India

Karnataka: The importance of being Lingayat

The influential Lingayats have been agitating for non-Hindu minority status and for higher reservations in jobs and education

Union home minister Amit Shah knew the importance of marking his presence at the 115th birth anniversary of the ‘Walking God’ Shivakumar Swami at the Siddaganga Mutt in Tumakuru in April. In August, it was Congress leader Rahul Gandhi’s turn to show up for an initiation ceremony and to receive the ‘Ishta Linga Deeksha' (Veerashaiva Lingayat tradition). Known to be a devotee of Shiva, the Congress MP reportedly requested the Chitradurga Murugarajendra mutt to depute someone to teach and train him on how to worship.

Last month also saw the elevation of Lingayat strongman and former chief minister BS Yediyurappa to BJP's parliamentary board, the party's highest decision making body. All three events have the common thread of political parties trying to woo the influential Lingayat community as Karnataka heads for assembly elections next year.

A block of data
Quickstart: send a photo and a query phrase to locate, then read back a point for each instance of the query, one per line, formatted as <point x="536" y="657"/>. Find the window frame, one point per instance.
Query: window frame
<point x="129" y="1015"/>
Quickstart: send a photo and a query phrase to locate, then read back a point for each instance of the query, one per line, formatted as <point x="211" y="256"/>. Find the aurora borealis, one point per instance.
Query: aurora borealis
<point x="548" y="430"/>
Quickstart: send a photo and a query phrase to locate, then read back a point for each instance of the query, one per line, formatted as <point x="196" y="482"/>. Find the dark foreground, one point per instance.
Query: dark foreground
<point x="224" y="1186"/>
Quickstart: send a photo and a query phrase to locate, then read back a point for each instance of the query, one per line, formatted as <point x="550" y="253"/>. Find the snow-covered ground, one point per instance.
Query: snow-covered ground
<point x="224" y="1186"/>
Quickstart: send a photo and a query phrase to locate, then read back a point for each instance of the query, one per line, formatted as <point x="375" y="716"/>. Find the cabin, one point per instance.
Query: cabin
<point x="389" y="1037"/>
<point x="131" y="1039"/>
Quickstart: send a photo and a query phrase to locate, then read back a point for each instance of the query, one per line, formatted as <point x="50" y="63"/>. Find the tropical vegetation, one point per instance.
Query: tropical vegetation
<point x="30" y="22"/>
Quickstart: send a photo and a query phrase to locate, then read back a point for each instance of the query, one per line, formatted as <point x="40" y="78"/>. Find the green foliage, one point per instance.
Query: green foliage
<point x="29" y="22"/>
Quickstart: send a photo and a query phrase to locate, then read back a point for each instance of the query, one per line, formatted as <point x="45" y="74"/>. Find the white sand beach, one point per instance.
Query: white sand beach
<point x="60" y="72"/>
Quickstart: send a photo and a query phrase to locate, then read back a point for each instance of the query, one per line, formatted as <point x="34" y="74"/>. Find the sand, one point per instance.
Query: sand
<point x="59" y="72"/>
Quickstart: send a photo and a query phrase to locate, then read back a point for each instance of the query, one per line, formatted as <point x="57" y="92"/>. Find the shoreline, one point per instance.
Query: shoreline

--- TO-DO LIST ---
a - Do the following statements agree with the Lingayat article? Answer yes or no for each, and quote the deciding words of the article.
(i) Amit Shah attended Shivakumar Swami's 115th birth anniversary at the Siddaganga Mutt in Tumakuru in April.
(ii) Rahul Gandhi attended his initiation ceremony in April.
(iii) BS Yediyurappa was elevated to the BJP's parliamentary board.
b - Can you output the lines of the entries, from the line containing "shoreline, one point per instance." through the end of the entries, both ends included, as a JSON list of strings with one string per line and blank lines left out?

--- SOLUTIONS IN ORDER ---
a -
(i) Yes: "Union home minister Amit Shah knew the importance of marking his presence at the 115th birth anniversary of the ‘Walking God’ Shivakumar Swami at the Siddaganga Mutt in Tumakuru in April."
(ii) No: "In August, it was Congress leader Rahul Gandhi’s turn to show up for an initiation ceremony"
(iii) Yes: "Last month also saw the elevation of Lingayat strongman and former chief minister BS Yediyurappa to BJP's parliamentary board"

b -
[
  "Quickstart: send a photo and a query phrase to locate, then read back a point for each instance of the query, one per line, formatted as <point x=\"57\" y=\"92\"/>. Find the shoreline, one point per instance.",
  "Query: shoreline"
]